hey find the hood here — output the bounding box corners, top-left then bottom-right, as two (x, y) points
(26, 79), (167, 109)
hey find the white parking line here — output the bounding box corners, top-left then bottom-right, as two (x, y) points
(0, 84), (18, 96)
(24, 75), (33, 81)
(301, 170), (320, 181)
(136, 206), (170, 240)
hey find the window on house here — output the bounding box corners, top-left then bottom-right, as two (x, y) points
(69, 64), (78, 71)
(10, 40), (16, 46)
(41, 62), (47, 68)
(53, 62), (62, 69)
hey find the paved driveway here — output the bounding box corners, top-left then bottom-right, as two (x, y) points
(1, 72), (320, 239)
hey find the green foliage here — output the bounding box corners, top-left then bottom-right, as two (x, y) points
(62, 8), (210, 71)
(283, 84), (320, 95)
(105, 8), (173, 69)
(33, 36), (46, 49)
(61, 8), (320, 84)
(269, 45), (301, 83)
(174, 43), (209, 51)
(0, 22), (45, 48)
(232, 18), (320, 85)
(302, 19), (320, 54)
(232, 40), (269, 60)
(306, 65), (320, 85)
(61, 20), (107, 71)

**ABOUT THIS TASK**: When the material above has been read, copy all of it exactly.

**RESULT**:
hey find the hood here — output the bounding box corners, top-left then bottom-right, as two (x, y) points
(26, 79), (167, 109)
hey find the white parking line here — output the bounding box corners, top-left then bottom-right, as two (x, y) points
(0, 84), (18, 96)
(24, 75), (33, 81)
(301, 170), (320, 181)
(136, 206), (170, 240)
hey find the window on house here — output the bounding box corners, top-left then bottom-right, as two (x, y) points
(69, 64), (78, 71)
(10, 40), (16, 46)
(41, 62), (47, 68)
(53, 62), (62, 69)
hey find the paved driveway here — output the bounding box corners, top-left then bottom-right, as two (x, y) points
(1, 72), (320, 239)
hey find the green foliage here — output the bounding box corners, top-left then bottom-right, as two (x, y) points
(62, 8), (210, 71)
(283, 84), (320, 95)
(105, 8), (173, 69)
(33, 36), (46, 49)
(61, 8), (320, 84)
(269, 45), (301, 83)
(174, 43), (209, 51)
(0, 22), (45, 48)
(232, 18), (320, 85)
(302, 19), (320, 54)
(232, 40), (269, 60)
(306, 65), (320, 85)
(61, 20), (107, 71)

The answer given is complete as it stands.